[Aim]
Render the lines from the start of the records through the line that contains "column 258, row 379", including that line, as a JSON list of strings with one string per line and blank lines omitted.

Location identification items
****************

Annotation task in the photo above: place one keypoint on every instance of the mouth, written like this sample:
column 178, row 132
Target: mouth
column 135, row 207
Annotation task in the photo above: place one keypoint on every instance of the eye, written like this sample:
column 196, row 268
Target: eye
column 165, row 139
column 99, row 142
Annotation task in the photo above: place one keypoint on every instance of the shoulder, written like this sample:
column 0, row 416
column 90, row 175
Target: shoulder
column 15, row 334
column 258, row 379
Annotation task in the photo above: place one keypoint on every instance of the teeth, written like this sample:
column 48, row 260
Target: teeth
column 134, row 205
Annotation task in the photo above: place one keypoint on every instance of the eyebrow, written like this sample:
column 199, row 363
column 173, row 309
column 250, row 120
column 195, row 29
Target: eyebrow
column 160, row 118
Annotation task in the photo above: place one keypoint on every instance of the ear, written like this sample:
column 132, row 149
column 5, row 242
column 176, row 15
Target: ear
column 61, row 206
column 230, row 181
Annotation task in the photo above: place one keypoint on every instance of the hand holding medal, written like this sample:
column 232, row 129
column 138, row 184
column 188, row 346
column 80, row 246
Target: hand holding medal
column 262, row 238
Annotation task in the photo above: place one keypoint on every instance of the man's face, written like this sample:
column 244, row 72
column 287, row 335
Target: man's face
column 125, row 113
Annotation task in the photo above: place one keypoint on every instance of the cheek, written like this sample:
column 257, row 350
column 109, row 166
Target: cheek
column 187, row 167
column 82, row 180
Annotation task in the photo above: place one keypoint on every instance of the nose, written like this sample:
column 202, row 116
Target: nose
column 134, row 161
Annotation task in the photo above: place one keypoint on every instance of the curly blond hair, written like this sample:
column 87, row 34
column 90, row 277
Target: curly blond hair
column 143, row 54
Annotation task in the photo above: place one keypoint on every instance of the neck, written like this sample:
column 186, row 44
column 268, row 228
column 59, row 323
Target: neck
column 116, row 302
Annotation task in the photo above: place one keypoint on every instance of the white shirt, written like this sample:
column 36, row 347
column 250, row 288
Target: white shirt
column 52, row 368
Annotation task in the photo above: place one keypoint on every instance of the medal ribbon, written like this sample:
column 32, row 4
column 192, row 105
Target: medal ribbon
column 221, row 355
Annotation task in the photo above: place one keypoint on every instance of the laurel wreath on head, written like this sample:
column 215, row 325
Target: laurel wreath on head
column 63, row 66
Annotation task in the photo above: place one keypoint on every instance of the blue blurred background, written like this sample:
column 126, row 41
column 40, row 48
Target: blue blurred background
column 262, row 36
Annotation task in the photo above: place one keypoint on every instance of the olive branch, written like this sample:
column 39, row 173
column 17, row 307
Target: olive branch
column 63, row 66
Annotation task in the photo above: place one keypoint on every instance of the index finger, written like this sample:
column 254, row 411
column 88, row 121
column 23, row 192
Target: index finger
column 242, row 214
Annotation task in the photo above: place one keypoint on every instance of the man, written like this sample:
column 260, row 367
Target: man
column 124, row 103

****************

[Solved exercise]
[
  "Annotation task in the photo above: place one keypoint on every instance of the mouth, written like this sample:",
  "column 178, row 132",
  "Target: mouth",
  "column 135, row 207",
  "Annotation task in the photo above: place one keypoint on every instance of the eye, written like this sample:",
  "column 196, row 268",
  "Target: eye",
  "column 165, row 139",
  "column 99, row 142",
  "Annotation task in the photo above: place one keypoint on every instance of the shoulder, written like this sample:",
  "column 0, row 416",
  "column 90, row 175",
  "Target: shoulder",
  "column 15, row 334",
  "column 258, row 379"
]